(Location labeling records)
** START **

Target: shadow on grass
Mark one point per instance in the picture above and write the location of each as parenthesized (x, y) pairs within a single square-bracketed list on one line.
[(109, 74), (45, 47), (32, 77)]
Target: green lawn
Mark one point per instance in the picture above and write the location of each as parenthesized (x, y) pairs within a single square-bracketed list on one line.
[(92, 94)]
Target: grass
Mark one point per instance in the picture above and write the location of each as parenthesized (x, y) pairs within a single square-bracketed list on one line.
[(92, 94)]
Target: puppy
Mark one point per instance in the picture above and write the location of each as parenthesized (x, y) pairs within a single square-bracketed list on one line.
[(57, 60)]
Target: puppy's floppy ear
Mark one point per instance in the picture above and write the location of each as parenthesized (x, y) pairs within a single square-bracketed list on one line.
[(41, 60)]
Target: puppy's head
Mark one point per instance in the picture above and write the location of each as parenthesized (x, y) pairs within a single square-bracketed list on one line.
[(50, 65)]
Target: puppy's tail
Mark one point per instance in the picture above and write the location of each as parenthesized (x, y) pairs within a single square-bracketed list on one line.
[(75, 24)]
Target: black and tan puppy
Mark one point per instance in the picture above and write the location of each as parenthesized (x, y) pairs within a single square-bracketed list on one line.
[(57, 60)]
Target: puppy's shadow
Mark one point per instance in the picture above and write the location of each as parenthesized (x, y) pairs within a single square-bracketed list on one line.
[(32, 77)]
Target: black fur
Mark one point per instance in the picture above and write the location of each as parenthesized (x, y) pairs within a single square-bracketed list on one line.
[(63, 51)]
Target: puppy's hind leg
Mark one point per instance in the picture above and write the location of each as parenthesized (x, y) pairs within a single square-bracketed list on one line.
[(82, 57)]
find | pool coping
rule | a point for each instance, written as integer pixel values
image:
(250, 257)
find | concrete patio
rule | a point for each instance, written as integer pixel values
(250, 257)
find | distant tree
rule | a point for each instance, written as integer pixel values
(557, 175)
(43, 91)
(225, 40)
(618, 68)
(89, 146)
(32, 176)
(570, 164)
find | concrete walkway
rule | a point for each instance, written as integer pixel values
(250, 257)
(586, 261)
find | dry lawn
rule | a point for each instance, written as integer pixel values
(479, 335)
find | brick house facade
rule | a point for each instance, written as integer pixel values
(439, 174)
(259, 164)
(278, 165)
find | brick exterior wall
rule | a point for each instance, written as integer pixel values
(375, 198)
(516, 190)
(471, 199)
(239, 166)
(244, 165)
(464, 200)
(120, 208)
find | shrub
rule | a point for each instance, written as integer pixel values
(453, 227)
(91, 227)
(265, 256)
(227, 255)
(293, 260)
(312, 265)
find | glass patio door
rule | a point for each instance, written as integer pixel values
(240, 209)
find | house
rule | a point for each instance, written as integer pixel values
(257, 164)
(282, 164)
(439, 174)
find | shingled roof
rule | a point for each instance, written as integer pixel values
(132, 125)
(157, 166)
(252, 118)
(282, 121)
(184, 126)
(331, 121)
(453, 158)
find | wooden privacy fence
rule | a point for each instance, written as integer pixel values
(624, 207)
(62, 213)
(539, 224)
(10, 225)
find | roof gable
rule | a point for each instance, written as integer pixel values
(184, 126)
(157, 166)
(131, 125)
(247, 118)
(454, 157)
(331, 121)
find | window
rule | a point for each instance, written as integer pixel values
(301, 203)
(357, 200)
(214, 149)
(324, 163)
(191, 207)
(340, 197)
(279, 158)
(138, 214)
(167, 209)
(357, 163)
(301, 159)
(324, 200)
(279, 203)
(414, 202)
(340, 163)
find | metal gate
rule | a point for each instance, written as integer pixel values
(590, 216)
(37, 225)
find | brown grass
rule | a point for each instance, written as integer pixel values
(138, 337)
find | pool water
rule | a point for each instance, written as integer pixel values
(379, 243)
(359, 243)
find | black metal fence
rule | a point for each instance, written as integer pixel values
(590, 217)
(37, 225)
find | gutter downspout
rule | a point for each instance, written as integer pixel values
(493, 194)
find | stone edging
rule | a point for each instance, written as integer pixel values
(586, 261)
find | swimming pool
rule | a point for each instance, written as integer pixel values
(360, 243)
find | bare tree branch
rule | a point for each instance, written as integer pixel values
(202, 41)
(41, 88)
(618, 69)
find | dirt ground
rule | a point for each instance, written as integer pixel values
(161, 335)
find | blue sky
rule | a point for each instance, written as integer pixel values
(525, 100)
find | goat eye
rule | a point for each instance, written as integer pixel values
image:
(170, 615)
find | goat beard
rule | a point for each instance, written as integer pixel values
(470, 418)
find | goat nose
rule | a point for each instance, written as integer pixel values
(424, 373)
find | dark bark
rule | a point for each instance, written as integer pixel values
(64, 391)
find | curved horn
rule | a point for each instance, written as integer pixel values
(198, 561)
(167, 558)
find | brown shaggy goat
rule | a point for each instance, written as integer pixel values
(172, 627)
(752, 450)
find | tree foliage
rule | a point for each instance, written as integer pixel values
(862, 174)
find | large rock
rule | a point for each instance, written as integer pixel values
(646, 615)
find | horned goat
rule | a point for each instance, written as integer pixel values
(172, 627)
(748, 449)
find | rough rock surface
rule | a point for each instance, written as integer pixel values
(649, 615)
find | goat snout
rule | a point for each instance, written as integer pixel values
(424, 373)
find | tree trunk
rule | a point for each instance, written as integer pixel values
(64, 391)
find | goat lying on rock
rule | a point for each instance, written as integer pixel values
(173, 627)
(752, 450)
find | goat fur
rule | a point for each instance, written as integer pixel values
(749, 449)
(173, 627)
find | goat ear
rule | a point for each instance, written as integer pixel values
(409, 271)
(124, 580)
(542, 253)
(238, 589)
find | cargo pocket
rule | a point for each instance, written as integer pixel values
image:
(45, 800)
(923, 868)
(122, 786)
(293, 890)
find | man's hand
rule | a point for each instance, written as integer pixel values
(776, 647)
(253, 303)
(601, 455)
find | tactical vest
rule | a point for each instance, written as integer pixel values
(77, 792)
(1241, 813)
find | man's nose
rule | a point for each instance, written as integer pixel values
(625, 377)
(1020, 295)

** END **

TASK DETAILS: Recite the full listing above exactly.

WORKED ANSWER:
Target: shadow on grass
Mark one point per instance in the picture above and write the location of each as parenthesized (x, y) pairs within a single square-bracketed list on one line.
[(109, 74), (45, 47), (32, 77)]
Target: green lawn
Mark one point per instance in the picture above and write the location of each as parenthesized (x, y) pairs within a single square-bracketed list on one line.
[(92, 94)]
Target: grass
Mark one point per instance in the picture above and write the location of each as parenthesized (x, y) pairs within a single square-bracketed list on one line.
[(92, 94)]
Target: puppy
Mark one point per instance in the picture above and write the location of each as parenthesized (x, y) pairs within a single square-bracketed list on one line.
[(57, 60)]
Target: puppy's floppy ear
Mark one point per instance in the picture above and write the location of each as parenthesized (x, y) pairs within a single square-bracketed list on one line.
[(41, 60)]
Target: puppy's head
Mark one point per instance in the picture above and write the location of each as parenthesized (x, y) pairs within a single square-bracketed list on one line.
[(50, 65)]
Target: puppy's tail
Mark one point per instance in the picture above and write the location of each as parenthesized (x, y) pairs within a single square-bracketed list on one line.
[(75, 24)]
Target: black and tan puppy
Mark one point per instance in the picture above and write the location of each as parenthesized (x, y) pairs within a single square-bracketed list on one line.
[(57, 60)]
Target: puppy's shadow
Mark one point per instance in the picture above and write the location of each as parenthesized (x, y) pairs within a single square-bracketed list on one line.
[(32, 77)]
Target: black fur
Mark one point per instance in the picture above and write the location of each as parenthesized (x, y) pairs within a single square-bracketed list on one line.
[(63, 51)]
Target: puppy's hind leg
Mark one point per instance in the picture above and write the location of each as parenthesized (x, y) pairs within a single square-bracketed list on one line.
[(82, 57)]
find | pool coping
rule | a point for each instance, written as integer pixel values
image:
(250, 257)
find | concrete patio
rule | a point for each instance, written as integer pixel values
(250, 257)
find | distant tree
rule | a point for each instance, written as integer pixel values
(557, 175)
(43, 91)
(225, 40)
(618, 68)
(89, 146)
(32, 176)
(570, 164)
find | concrete walkway
rule | a point for each instance, written as integer pixel values
(250, 257)
(586, 261)
find | dry lawn
rule | a point for each instance, written as integer pixel values
(479, 335)
find | brick house facade
rule | a point for each instance, written as integer pixel values
(439, 174)
(259, 164)
(278, 165)
find | brick exterior wall
rule | a point for each instance, written as integer pixel values
(375, 198)
(516, 190)
(471, 199)
(239, 166)
(244, 165)
(464, 200)
(120, 208)
find | shrub
rule | a point for each instance, written as integer pixel values
(453, 227)
(91, 227)
(265, 256)
(227, 255)
(293, 260)
(312, 265)
find | glass patio door
rule | a point for each instance, written as integer pixel values
(240, 209)
find | house
rule | a point for each instance, written as integer pixel values
(257, 164)
(282, 164)
(439, 174)
find | shingled roof
rule | a point for each instance, written as integer pixel values
(132, 125)
(157, 166)
(252, 118)
(282, 121)
(184, 126)
(331, 121)
(453, 158)
find | wooden privacy fence
rule | a point for each instance, written as integer pixel values
(624, 207)
(62, 213)
(539, 224)
(10, 225)
find | roof gable
rule | a point for each instance, written as integer pixel values
(184, 126)
(157, 166)
(131, 125)
(247, 118)
(454, 157)
(331, 121)
find | window
rule | a point for each instance, written as integer pixel values
(301, 203)
(357, 200)
(214, 149)
(324, 163)
(191, 207)
(340, 197)
(279, 158)
(138, 214)
(167, 209)
(357, 163)
(301, 159)
(324, 200)
(279, 203)
(414, 202)
(340, 163)
find | metal gate
rule | a point for each instance, written as integer pixel values
(590, 216)
(37, 225)
find | brown grass
rule | a point for each instance, written as integer pixel values
(138, 337)
find | pool water
rule | a point for each instance, written as integer pixel values
(379, 243)
(359, 243)
find | black metal fence
rule | a point for each instance, written as integer pixel values
(590, 217)
(37, 225)
find | gutter downspout
rule | a point for each instance, written as integer pixel values
(493, 194)
find | stone edging
rule | a point for each instance, written as integer pixel values
(586, 261)
find | swimming pool
rule | a point for each instance, written as integer pixel values
(360, 243)
find | bare tree branch
rule | a point for each instance, written as integer pixel values
(202, 41)
(41, 88)
(618, 69)
find | dirt ground
rule | a point for each instance, written as integer pixel values
(161, 335)
find | blue sky
rule | a point for each instance, written as integer pixel values
(525, 100)
find | goat eye
rule | a point for each instance, written as integer pixel values
image:
(170, 615)
find | goat beard
rule | a point for each instance, written as integer pixel values
(470, 418)
find | goat nose
rule | a point for each instance, written as integer pixel values
(424, 373)
find | dark bark
rule | a point for each instance, written as integer pixel values
(64, 391)
find | curved horn
rule | a point for each instance, written as integer pixel values
(198, 561)
(167, 558)
find | brown shaggy goat
rule | a point for each instance, written as integer pixel values
(172, 627)
(752, 450)
find | tree foliage
rule | a point for each instance, written as integer pixel values
(862, 174)
find | large rock
rule | a point for each instance, written as integer pixel values
(646, 615)
find | horned goat
rule | a point for each instance, written as integer pixel values
(172, 627)
(748, 449)
find | rough rock surface
rule | a point for each instance, written as integer pixel values
(649, 615)
find | goat snout
rule | a point for each instance, written as integer pixel values
(424, 373)
find | tree trunk
rule | a point for each instance, written as integer pixel values
(64, 391)
find | goat lying on rock
rule | a point for each instance, written as integer pixel values
(173, 627)
(752, 450)
find | goat fur
rule | a point for each instance, written as integer pixel values
(749, 449)
(173, 627)
find | goat ear
rule | a point for each instance, written as integer pixel values
(409, 271)
(124, 580)
(542, 253)
(238, 589)
find | cargo pocket
rule | a point for each instance, written as integer pixel values
image:
(45, 800)
(923, 868)
(122, 786)
(293, 890)
find | man's hand
rule | a point for each instance, written as integer pixel values
(776, 647)
(253, 303)
(601, 455)
find | tactical vest
rule | a point for each instance, written as integer pixel values
(77, 792)
(1241, 813)
find | man's nose
rule | a point for each instance, written as integer pixel values
(625, 377)
(1020, 295)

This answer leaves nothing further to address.